**Provided passage**

————————

The next emperor, Otho, upon his accession in January 69, was determined to remove someone who was so intensely hated by the people. At his country estate near the coastal spa city of Sinuessa, Tigellinus was given the imperial order to return to Rome. Knowing that he would be facing death, he attempted to save his life by resorting to bribery - he had vessels anchored in the bay for such an eventuality. When that failed, he gave the bribe money as a gift to Otho's messenger and was allowed to hold a farewell party. Afterwards, on the pretext that he needed to shave before leaving, he committed suicide by cutting his own throat with a razor.

== Tigellinus in later art ==
- Tigellinus appears as a character in the opera Neró i Acté (1928) by Juan Manén.

————————

**Extracted data**
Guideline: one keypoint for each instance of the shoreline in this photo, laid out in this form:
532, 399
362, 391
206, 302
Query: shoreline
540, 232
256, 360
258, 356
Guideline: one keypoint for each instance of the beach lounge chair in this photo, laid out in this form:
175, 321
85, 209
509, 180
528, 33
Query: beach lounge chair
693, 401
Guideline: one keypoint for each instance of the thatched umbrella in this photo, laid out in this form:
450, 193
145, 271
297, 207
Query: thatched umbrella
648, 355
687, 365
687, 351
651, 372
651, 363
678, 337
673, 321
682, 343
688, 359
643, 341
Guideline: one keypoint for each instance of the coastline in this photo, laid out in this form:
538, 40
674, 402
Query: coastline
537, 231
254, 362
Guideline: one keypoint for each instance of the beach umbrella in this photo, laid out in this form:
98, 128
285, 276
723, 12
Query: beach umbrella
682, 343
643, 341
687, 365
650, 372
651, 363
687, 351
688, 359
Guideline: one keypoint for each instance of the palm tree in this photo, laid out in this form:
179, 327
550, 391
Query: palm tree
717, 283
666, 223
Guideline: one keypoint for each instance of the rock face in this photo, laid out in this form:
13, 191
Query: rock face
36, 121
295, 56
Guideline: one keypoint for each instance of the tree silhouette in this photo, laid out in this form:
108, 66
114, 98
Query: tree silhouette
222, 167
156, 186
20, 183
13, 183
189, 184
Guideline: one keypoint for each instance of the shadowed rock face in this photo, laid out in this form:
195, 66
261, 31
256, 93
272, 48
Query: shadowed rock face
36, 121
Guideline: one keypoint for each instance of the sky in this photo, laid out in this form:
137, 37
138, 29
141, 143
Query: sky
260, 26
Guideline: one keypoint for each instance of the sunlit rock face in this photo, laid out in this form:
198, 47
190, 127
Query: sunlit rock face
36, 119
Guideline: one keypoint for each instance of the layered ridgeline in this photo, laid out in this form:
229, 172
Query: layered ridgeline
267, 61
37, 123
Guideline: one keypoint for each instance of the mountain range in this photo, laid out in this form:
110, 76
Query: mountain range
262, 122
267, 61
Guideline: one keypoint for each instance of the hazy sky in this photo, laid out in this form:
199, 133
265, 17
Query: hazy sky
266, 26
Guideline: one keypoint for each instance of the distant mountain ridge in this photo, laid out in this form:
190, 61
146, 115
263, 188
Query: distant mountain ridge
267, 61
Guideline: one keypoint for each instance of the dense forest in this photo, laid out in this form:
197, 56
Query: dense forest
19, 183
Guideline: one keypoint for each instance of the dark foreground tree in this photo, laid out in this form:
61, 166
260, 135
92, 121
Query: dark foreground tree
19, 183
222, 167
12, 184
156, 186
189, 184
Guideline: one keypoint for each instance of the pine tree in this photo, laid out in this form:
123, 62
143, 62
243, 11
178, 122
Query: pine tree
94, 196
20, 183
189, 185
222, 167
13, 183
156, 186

————————

**What the task asks**
Please duplicate the passage on Tigellinus word for word, starting at "The next emperor, Otho, upon" and ending at "with a razor.".

**The response**
The next emperor, Otho, upon his accession in January 69, was determined to remove someone who was so intensely hated by the people. At his country estate near the coastal spa city of Sinuessa, Tigellinus was given the imperial order to return to Rome. Knowing that he would be facing death, he attempted to save his life by resorting to bribery - he had vessels anchored in the bay for such an eventuality. When that failed, he gave the bribe money as a gift to Otho's messenger and was allowed to hold a farewell party. Afterwards, on the pretext that he needed to shave before leaving, he committed suicide by cutting his own throat with a razor.